**Request**
List every line in the items below that contains the word "ground", copying each of those lines in full.

**Entries supplied**
-- start --
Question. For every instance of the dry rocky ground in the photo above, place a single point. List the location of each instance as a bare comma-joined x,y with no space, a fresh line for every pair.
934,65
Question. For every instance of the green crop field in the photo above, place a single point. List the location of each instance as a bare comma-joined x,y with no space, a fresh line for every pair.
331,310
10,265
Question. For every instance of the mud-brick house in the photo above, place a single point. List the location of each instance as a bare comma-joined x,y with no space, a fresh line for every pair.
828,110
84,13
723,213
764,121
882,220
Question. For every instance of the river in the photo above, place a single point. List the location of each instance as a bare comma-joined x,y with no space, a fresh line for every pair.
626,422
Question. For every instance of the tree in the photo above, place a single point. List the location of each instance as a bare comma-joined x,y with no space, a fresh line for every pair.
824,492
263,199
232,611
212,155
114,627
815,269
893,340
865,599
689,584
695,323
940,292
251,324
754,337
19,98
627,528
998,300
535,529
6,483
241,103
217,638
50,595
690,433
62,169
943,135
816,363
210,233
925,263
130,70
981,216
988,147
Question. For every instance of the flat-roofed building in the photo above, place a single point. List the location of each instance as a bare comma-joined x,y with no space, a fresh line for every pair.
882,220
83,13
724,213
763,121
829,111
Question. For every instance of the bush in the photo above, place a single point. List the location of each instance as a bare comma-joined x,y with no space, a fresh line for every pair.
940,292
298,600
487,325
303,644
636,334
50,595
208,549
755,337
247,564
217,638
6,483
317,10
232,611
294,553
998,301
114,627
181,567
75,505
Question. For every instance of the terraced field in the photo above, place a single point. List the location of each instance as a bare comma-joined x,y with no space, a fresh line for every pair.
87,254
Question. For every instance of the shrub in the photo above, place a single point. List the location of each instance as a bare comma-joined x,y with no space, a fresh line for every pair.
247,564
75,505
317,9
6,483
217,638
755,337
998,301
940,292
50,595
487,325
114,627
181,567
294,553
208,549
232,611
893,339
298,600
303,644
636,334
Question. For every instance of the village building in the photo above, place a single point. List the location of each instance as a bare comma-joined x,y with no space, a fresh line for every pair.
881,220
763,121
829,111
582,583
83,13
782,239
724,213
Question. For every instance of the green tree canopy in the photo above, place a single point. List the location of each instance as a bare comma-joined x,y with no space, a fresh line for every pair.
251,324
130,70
-- end --
-- start --
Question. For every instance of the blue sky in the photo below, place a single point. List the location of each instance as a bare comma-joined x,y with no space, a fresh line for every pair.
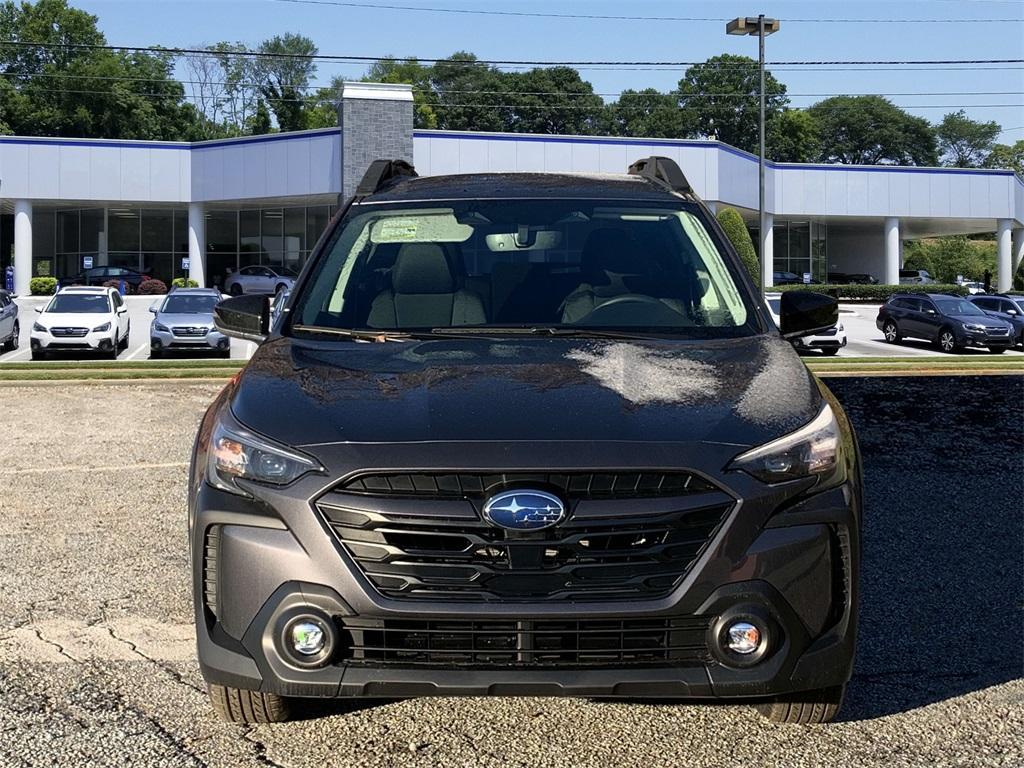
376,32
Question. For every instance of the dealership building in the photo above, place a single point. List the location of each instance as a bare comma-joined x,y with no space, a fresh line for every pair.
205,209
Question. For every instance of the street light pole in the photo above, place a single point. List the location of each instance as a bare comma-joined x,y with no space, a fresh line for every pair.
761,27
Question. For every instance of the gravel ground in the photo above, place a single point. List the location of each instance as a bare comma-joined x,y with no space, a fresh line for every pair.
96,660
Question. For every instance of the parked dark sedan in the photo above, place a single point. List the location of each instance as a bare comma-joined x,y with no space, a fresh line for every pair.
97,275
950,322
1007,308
-- end --
**Final answer**
Question. For every instance of the dry rocky ground in the photo above, place a single point. List the location of each instance as a bare comma-joined x,y with no space, a fresh line for every pair.
Question. For every instance of the gravel ground in the photo above, place a single point. List the location of each instance as a bare comma-joined x,y with no space, a fresh line for every pair.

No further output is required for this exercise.